Stored data:
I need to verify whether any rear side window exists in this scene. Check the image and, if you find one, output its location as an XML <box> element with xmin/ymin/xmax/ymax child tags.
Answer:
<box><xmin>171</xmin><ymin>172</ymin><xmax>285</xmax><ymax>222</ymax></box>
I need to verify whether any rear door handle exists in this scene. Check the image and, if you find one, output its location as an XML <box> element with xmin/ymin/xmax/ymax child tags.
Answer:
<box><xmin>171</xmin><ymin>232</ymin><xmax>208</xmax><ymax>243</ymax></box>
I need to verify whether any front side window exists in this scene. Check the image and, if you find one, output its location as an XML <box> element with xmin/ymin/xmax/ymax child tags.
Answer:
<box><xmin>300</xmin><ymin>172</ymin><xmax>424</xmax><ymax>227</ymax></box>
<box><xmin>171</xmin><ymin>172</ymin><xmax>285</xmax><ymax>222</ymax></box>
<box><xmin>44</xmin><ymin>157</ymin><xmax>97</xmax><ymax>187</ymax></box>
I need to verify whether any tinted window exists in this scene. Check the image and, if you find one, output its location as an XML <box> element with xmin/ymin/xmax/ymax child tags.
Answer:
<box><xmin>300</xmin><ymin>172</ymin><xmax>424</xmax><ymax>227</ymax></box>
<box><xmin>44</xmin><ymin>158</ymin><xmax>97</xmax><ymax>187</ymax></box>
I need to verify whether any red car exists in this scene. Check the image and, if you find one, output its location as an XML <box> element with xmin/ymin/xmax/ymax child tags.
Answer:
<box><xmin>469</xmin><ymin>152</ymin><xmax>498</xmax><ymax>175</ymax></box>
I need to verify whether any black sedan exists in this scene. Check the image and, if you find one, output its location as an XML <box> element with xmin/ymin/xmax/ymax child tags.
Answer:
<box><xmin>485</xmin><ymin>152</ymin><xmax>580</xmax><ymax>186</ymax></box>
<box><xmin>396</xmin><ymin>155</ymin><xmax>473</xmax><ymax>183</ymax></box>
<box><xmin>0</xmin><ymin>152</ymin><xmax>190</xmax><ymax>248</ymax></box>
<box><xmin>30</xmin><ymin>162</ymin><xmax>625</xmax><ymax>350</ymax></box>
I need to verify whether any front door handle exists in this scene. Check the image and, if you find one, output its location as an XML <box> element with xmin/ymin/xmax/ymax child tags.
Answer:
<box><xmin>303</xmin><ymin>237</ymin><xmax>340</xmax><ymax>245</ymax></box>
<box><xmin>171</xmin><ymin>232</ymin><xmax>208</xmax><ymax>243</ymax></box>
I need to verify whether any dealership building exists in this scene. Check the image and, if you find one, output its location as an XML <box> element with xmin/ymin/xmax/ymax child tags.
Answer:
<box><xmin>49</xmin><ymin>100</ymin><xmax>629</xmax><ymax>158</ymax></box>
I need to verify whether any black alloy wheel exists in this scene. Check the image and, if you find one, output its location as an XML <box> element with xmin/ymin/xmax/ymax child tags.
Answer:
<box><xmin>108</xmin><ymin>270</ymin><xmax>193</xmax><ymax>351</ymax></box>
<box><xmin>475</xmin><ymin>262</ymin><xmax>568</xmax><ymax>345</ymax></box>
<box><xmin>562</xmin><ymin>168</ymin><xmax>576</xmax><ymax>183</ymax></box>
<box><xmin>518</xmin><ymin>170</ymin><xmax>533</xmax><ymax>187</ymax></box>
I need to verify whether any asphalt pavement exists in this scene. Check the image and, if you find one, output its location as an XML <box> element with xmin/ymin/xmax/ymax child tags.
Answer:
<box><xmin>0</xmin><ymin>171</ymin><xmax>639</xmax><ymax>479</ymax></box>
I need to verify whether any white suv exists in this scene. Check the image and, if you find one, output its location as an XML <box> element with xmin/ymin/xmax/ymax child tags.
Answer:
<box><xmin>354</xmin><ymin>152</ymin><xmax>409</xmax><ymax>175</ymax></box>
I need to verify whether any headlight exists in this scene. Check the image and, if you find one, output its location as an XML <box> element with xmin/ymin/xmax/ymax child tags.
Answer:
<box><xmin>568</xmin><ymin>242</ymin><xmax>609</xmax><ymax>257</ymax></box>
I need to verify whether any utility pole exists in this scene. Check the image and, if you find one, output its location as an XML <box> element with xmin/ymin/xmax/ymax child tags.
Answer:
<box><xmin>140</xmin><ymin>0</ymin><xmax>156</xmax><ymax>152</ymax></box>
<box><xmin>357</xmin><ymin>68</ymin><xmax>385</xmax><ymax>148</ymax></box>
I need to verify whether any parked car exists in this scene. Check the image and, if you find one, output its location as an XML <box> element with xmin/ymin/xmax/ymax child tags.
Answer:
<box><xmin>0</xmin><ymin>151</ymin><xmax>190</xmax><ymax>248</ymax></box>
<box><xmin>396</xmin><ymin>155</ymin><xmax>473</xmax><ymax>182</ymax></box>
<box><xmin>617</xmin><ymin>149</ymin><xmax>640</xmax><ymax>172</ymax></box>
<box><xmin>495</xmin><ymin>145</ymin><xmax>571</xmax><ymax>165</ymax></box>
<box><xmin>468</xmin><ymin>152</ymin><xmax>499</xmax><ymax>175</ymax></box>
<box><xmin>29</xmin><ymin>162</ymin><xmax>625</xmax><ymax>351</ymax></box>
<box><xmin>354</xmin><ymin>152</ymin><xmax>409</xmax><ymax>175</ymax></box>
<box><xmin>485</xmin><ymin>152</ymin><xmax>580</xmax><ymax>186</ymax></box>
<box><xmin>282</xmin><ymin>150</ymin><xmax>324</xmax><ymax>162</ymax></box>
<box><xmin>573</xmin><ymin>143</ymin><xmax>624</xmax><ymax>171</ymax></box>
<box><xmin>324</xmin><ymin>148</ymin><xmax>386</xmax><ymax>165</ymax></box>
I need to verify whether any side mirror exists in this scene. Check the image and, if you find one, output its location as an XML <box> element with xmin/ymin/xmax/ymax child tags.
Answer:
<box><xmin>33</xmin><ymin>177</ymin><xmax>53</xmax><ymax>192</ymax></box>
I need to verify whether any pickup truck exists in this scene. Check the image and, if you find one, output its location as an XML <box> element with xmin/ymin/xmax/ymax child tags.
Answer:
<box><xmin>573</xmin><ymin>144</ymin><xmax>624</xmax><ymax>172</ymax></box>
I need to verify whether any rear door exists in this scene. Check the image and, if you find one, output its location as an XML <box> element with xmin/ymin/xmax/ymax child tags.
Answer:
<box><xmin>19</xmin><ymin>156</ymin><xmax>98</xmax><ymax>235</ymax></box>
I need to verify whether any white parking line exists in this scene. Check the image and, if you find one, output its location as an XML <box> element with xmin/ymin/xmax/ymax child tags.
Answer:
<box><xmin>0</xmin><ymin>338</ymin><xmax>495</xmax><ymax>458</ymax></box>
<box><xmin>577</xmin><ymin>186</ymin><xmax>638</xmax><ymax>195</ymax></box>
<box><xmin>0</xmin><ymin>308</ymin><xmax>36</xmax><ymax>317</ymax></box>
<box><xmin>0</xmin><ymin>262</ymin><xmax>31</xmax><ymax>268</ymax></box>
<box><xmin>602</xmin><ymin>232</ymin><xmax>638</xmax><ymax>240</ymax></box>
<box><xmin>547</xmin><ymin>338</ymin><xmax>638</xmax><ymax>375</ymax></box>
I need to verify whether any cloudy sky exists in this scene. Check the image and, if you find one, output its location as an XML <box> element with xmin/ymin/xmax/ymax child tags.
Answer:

#### STATED TASK
Exactly as written, please output every entry.

#### RESULT OF THIS TASK
I need to verify whether any rear side window exists in this scene. Check the image and, if you find one, output its location as an XML <box> element with xmin/ymin/xmax/ymax child tags.
Answer:
<box><xmin>171</xmin><ymin>172</ymin><xmax>285</xmax><ymax>222</ymax></box>
I need to verify whether any rear door handle exists in this scene. Check the image and, if you find one, output its location as an XML <box> element with xmin/ymin/xmax/ymax child tags.
Answer:
<box><xmin>171</xmin><ymin>232</ymin><xmax>208</xmax><ymax>243</ymax></box>
I need to verify whether any front side window exists in this scene. Check the image and, if you find one, output its location as an XML <box> element with xmin/ymin/xmax/ymax child tags.
Answer:
<box><xmin>300</xmin><ymin>172</ymin><xmax>424</xmax><ymax>227</ymax></box>
<box><xmin>171</xmin><ymin>172</ymin><xmax>285</xmax><ymax>222</ymax></box>
<box><xmin>44</xmin><ymin>157</ymin><xmax>97</xmax><ymax>187</ymax></box>
I need to verify whether any tinted window exists in this scene. Check the image and, if you find one, output its location as an XML <box> element with xmin/ymin/xmax/ymax child tags.
Answer:
<box><xmin>300</xmin><ymin>172</ymin><xmax>424</xmax><ymax>227</ymax></box>
<box><xmin>44</xmin><ymin>158</ymin><xmax>97</xmax><ymax>187</ymax></box>
I need to verify whether any red car exists in this scene. Check the image and, if you find one, output its location as an XML <box> element with xmin/ymin/xmax/ymax child tags.
Answer:
<box><xmin>469</xmin><ymin>152</ymin><xmax>498</xmax><ymax>175</ymax></box>
I need to verify whether any black sedan exists in this scene. Check the image and, if you find one, output its location as an XML <box> element with xmin/ymin/xmax/ymax child tags.
Answer:
<box><xmin>485</xmin><ymin>152</ymin><xmax>580</xmax><ymax>186</ymax></box>
<box><xmin>396</xmin><ymin>155</ymin><xmax>473</xmax><ymax>183</ymax></box>
<box><xmin>0</xmin><ymin>152</ymin><xmax>190</xmax><ymax>248</ymax></box>
<box><xmin>30</xmin><ymin>162</ymin><xmax>625</xmax><ymax>350</ymax></box>
I need to verify whether any front door handle exists in this scene. Check the image and, if you find one, output its location as an XML <box> element with xmin/ymin/xmax/ymax child tags.
Answer:
<box><xmin>303</xmin><ymin>237</ymin><xmax>340</xmax><ymax>245</ymax></box>
<box><xmin>171</xmin><ymin>232</ymin><xmax>208</xmax><ymax>243</ymax></box>
I need to verify whether any dealership building exists in this scene. Check the image and, if you find one, output its location as an XML <box> element with xmin/ymin/xmax/ymax child tags.
Answer:
<box><xmin>49</xmin><ymin>100</ymin><xmax>629</xmax><ymax>158</ymax></box>
I need to verify whether any black alloy wheel exists in this scene. Check the image and, if you find one, output its location as an XML <box> element with xmin/ymin/xmax/ymax child tags.
Answer:
<box><xmin>108</xmin><ymin>270</ymin><xmax>193</xmax><ymax>351</ymax></box>
<box><xmin>475</xmin><ymin>262</ymin><xmax>568</xmax><ymax>345</ymax></box>
<box><xmin>562</xmin><ymin>168</ymin><xmax>576</xmax><ymax>183</ymax></box>
<box><xmin>518</xmin><ymin>170</ymin><xmax>533</xmax><ymax>187</ymax></box>
I need to verify whether any asphalt pavement exists in this scene. Check the image and, if you find one, output its location as an XML <box> element with xmin/ymin/xmax/ymax child tags.
Answer:
<box><xmin>0</xmin><ymin>171</ymin><xmax>639</xmax><ymax>479</ymax></box>
I need to verify whether any white suv exists in this scene. Check the image and, if you find one, output its location as an XML <box> element with xmin/ymin/xmax/ymax child tags.
Answer:
<box><xmin>354</xmin><ymin>152</ymin><xmax>409</xmax><ymax>175</ymax></box>
I need to verify whether any headlight exists in this scene. Check the image and, if you find one, output its location as an XML <box> element with xmin/ymin/xmax/ymax child tags.
Answer:
<box><xmin>568</xmin><ymin>242</ymin><xmax>609</xmax><ymax>257</ymax></box>
I need to verify whether any utility pole exists in this scene. Check the image and, if you find one, output its location as an XML <box> element with xmin/ymin/xmax/ymax child tags.
Answer:
<box><xmin>140</xmin><ymin>0</ymin><xmax>156</xmax><ymax>152</ymax></box>
<box><xmin>357</xmin><ymin>68</ymin><xmax>385</xmax><ymax>148</ymax></box>
I need to verify whether any parked car exists in this scene. Check the image and, if you find one, output its location as an XML <box> element with xmin/ymin/xmax/ymax child tags.
Answer:
<box><xmin>0</xmin><ymin>151</ymin><xmax>190</xmax><ymax>248</ymax></box>
<box><xmin>396</xmin><ymin>155</ymin><xmax>473</xmax><ymax>182</ymax></box>
<box><xmin>617</xmin><ymin>149</ymin><xmax>640</xmax><ymax>172</ymax></box>
<box><xmin>495</xmin><ymin>145</ymin><xmax>571</xmax><ymax>165</ymax></box>
<box><xmin>468</xmin><ymin>152</ymin><xmax>499</xmax><ymax>175</ymax></box>
<box><xmin>29</xmin><ymin>162</ymin><xmax>625</xmax><ymax>351</ymax></box>
<box><xmin>354</xmin><ymin>152</ymin><xmax>409</xmax><ymax>175</ymax></box>
<box><xmin>485</xmin><ymin>152</ymin><xmax>580</xmax><ymax>186</ymax></box>
<box><xmin>282</xmin><ymin>150</ymin><xmax>324</xmax><ymax>162</ymax></box>
<box><xmin>573</xmin><ymin>143</ymin><xmax>624</xmax><ymax>171</ymax></box>
<box><xmin>324</xmin><ymin>148</ymin><xmax>386</xmax><ymax>165</ymax></box>
I need to verify whether any side mirror exists in this scene. Check the image and, if you find one, output its location as an XML <box> element with xmin/ymin/xmax/ymax child tags.
Answer:
<box><xmin>33</xmin><ymin>177</ymin><xmax>53</xmax><ymax>192</ymax></box>
I need to verify whether any pickup truck exists in this scene. Check the image and, if you find one, output its location as an XML <box> element with xmin/ymin/xmax/ymax child tags.
Answer:
<box><xmin>573</xmin><ymin>144</ymin><xmax>624</xmax><ymax>172</ymax></box>
I need to verify whether any rear door exists in this scene. Check the image and, if you find one, output its location as an XML <box> element with xmin/ymin/xmax/ymax child tags.
Answer:
<box><xmin>19</xmin><ymin>156</ymin><xmax>98</xmax><ymax>235</ymax></box>
I need to verify whether any white parking line exists in this scene. Check the image and, if you find one, output its location as an XML <box> element with xmin/ymin/xmax/ymax child tags.
Answer:
<box><xmin>0</xmin><ymin>338</ymin><xmax>495</xmax><ymax>458</ymax></box>
<box><xmin>577</xmin><ymin>186</ymin><xmax>638</xmax><ymax>195</ymax></box>
<box><xmin>0</xmin><ymin>308</ymin><xmax>36</xmax><ymax>317</ymax></box>
<box><xmin>0</xmin><ymin>262</ymin><xmax>31</xmax><ymax>268</ymax></box>
<box><xmin>602</xmin><ymin>232</ymin><xmax>638</xmax><ymax>240</ymax></box>
<box><xmin>547</xmin><ymin>338</ymin><xmax>638</xmax><ymax>375</ymax></box>
I need to verify whether any cloudy sky exists in this scene. Check the image and, if you find one, output its location as an XML <box> element with xmin/ymin/xmax/ymax child tags.
Answer:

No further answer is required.